* _Goal of the exercise_
Find every line in the entries below that contains the word "bicycle" and copy each of those lines out in full.

* _Excerpted data_
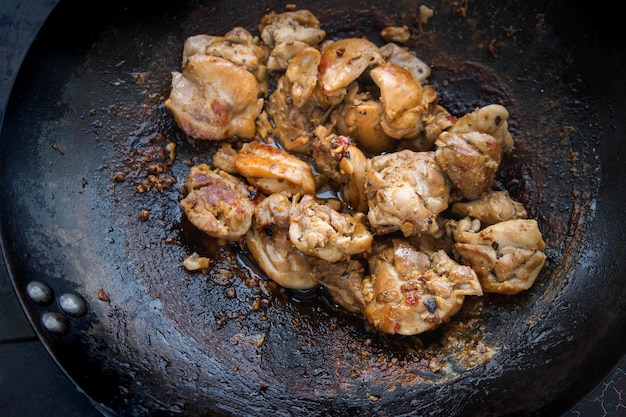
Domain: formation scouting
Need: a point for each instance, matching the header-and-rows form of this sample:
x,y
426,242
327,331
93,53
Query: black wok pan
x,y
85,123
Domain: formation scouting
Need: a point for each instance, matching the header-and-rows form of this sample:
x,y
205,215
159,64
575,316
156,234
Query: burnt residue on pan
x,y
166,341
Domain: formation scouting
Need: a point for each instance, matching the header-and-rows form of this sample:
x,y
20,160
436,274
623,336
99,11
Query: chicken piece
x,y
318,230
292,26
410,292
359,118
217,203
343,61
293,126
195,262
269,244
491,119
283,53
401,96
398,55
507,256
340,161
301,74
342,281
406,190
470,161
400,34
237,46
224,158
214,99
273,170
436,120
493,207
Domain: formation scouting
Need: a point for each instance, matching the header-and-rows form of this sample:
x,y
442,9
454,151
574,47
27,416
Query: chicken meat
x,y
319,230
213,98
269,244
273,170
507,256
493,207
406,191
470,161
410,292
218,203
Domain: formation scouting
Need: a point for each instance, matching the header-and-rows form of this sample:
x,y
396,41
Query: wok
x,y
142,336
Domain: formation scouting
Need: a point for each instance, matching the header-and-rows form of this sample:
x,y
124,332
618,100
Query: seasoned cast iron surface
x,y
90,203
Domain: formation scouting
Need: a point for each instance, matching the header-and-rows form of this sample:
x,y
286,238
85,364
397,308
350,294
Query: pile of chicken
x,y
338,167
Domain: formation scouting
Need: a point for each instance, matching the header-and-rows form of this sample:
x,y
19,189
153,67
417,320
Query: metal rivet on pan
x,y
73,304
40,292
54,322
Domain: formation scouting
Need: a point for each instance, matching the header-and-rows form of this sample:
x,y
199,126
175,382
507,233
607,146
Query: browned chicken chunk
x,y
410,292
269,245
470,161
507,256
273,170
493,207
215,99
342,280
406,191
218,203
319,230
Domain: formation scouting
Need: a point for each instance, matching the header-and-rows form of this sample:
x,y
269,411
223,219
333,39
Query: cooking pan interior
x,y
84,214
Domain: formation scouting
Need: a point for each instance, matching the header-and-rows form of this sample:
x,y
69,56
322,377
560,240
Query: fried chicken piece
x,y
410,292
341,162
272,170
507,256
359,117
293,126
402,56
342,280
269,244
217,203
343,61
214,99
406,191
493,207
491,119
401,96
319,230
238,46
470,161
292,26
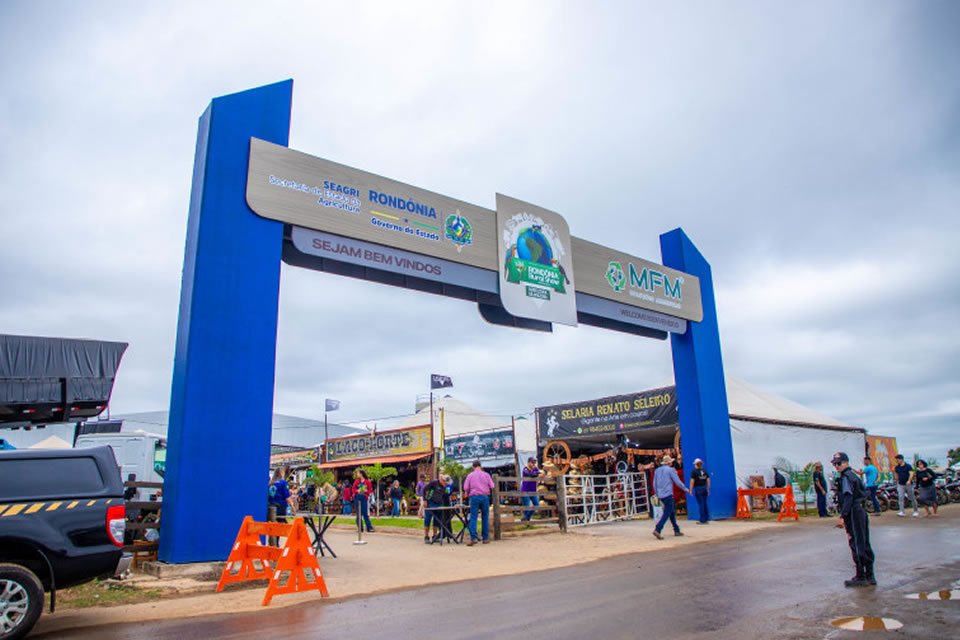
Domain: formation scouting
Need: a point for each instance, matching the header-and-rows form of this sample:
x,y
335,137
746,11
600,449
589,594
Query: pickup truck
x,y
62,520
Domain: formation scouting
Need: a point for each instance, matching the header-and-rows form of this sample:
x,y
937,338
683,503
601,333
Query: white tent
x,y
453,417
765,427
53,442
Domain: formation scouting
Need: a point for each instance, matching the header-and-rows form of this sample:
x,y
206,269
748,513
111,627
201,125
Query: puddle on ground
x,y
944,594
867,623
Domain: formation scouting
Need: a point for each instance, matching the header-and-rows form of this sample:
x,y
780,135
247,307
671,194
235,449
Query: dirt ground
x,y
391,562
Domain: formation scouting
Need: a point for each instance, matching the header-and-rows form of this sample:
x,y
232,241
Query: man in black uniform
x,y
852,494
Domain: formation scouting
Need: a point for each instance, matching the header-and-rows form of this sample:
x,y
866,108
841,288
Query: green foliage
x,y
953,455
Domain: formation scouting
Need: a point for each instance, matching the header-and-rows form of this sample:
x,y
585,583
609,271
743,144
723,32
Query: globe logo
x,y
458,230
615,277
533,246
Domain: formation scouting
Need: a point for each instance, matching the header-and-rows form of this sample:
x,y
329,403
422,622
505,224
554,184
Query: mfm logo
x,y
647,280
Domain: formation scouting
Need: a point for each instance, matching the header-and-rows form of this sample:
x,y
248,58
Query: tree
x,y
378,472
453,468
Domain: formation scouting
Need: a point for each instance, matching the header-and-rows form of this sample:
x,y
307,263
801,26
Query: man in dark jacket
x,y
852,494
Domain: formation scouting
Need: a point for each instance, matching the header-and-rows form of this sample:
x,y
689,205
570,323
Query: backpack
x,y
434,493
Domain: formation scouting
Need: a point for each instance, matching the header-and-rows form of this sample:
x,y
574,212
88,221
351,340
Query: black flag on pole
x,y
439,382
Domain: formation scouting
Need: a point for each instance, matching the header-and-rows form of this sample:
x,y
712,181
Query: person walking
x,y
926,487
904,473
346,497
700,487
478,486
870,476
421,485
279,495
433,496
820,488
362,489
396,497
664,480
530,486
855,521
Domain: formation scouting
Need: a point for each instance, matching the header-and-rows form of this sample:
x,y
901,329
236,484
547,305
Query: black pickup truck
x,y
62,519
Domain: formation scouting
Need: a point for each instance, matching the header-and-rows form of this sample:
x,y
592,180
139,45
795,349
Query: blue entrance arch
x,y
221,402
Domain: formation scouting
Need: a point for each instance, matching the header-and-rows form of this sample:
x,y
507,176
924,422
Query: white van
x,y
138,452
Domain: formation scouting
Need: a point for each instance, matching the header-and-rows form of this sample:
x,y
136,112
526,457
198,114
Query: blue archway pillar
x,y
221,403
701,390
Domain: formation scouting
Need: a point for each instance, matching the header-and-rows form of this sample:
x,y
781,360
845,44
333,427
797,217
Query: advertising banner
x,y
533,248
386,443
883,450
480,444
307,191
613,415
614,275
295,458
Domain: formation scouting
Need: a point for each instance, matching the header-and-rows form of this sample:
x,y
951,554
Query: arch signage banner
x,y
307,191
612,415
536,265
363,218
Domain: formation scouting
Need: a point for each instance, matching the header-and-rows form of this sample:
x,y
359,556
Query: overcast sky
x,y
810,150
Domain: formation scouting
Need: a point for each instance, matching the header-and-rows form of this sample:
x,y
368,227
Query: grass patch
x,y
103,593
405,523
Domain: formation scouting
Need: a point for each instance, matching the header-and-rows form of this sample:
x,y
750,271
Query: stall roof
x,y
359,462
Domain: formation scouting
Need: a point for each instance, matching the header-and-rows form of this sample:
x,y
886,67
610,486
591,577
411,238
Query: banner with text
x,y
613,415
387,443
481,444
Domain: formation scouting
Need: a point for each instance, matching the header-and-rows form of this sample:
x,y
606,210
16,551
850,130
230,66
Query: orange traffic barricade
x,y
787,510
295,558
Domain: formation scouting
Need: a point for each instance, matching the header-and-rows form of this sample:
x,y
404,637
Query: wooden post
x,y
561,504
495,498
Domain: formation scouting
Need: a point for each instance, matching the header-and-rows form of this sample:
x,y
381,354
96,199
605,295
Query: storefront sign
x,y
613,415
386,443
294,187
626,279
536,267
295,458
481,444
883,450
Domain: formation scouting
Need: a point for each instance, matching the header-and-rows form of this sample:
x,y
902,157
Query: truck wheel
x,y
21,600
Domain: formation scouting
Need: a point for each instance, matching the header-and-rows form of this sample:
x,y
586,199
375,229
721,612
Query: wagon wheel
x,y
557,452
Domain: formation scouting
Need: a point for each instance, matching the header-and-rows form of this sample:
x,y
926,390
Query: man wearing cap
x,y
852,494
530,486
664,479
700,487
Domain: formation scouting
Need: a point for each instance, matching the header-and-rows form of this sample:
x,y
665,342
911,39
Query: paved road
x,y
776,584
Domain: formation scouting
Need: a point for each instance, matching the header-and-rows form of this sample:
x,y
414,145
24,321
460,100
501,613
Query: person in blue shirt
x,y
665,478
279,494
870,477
...
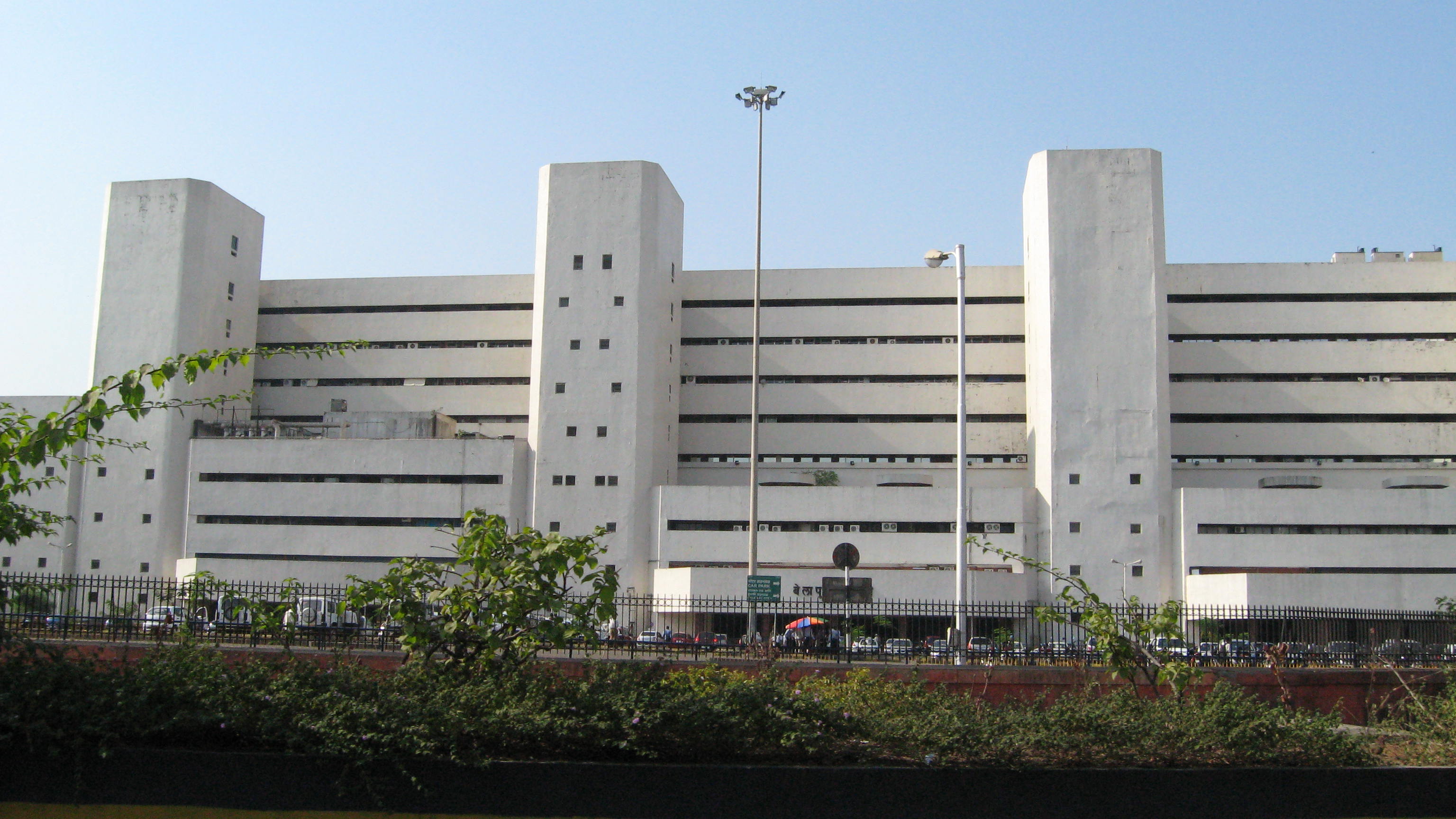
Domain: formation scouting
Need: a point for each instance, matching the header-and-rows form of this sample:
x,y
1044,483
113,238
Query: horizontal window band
* * *
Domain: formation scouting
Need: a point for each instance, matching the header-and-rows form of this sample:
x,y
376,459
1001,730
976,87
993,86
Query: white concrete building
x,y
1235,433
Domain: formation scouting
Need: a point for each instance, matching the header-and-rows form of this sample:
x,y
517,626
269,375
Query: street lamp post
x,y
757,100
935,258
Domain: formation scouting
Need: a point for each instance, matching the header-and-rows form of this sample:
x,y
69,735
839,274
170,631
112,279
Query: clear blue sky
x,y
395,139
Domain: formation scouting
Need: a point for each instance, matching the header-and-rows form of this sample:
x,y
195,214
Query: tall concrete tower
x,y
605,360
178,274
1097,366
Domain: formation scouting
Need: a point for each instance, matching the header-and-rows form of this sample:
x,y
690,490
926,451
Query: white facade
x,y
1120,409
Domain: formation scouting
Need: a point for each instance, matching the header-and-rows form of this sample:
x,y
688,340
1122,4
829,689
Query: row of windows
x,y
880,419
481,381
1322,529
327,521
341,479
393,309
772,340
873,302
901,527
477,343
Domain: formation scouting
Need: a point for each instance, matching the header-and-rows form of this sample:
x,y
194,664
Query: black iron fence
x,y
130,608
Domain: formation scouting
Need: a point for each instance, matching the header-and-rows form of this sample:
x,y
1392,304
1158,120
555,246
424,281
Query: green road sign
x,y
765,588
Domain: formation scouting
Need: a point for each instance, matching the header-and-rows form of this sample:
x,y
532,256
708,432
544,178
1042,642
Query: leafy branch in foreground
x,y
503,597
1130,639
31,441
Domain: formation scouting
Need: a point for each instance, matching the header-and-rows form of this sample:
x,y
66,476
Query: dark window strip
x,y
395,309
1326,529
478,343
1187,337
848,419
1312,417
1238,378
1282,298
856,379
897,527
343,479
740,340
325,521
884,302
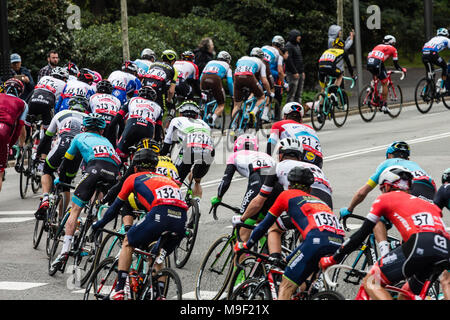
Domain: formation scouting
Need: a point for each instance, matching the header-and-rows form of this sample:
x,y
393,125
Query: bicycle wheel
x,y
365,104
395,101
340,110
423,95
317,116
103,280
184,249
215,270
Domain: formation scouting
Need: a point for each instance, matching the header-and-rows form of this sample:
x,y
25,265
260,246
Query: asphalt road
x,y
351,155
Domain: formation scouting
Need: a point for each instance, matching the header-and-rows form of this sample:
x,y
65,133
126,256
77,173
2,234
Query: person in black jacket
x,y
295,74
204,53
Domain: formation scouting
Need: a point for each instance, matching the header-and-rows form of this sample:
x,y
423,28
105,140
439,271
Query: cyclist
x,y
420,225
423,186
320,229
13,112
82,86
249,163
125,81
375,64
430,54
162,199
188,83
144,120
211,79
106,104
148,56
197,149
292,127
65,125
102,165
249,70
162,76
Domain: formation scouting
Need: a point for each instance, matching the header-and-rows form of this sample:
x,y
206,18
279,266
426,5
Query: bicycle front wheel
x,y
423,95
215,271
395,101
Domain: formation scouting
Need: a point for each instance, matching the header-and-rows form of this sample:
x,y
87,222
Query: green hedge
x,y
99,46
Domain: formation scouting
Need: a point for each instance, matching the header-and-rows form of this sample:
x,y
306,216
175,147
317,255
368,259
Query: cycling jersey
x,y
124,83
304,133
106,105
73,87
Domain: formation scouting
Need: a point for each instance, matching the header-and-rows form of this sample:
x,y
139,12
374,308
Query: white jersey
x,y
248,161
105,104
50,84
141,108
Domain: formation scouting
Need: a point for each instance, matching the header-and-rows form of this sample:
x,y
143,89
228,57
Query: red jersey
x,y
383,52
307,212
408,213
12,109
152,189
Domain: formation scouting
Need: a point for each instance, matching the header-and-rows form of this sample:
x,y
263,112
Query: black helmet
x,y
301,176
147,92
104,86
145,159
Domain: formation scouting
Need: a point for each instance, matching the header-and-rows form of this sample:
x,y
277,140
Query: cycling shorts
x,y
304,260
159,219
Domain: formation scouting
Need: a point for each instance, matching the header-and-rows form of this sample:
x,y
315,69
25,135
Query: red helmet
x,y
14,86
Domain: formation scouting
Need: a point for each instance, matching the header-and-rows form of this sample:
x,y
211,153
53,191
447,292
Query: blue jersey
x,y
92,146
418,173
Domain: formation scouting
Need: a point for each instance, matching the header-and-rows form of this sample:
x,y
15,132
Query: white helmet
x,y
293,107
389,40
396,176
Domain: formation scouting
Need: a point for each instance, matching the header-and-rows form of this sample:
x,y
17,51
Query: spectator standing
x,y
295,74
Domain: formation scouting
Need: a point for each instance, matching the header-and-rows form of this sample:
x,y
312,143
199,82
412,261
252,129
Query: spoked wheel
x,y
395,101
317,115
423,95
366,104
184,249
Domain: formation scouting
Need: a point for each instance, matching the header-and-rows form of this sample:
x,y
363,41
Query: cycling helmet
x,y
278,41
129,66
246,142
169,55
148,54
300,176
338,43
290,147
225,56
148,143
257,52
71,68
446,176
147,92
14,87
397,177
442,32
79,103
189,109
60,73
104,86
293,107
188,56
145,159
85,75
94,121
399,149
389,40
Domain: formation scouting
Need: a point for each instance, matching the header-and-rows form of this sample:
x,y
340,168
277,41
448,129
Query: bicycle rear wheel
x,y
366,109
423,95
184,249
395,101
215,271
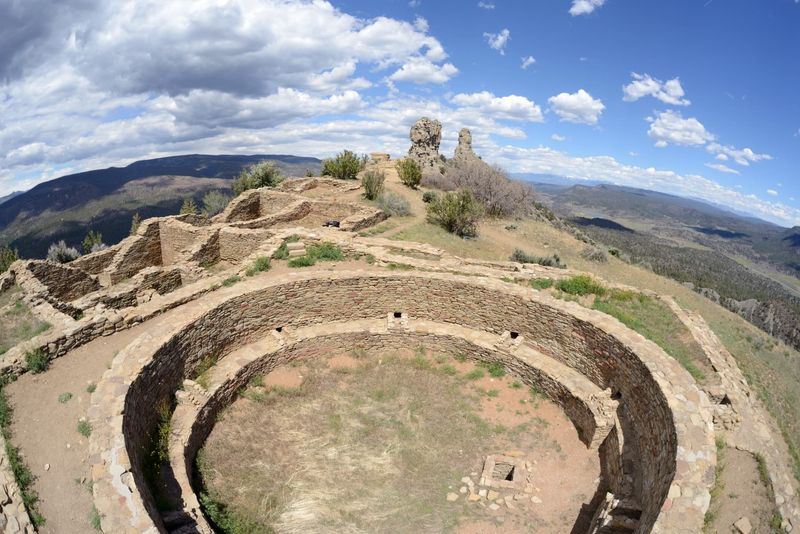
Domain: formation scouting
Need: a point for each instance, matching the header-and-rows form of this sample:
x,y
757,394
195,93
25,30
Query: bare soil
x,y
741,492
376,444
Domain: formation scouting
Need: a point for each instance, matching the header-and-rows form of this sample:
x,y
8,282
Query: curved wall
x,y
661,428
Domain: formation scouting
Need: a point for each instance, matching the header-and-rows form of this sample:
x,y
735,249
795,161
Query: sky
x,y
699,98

* _Complete answer_
Query: bicycle wheel
Query: bicycle front wheel
Query: bicycle rear wheel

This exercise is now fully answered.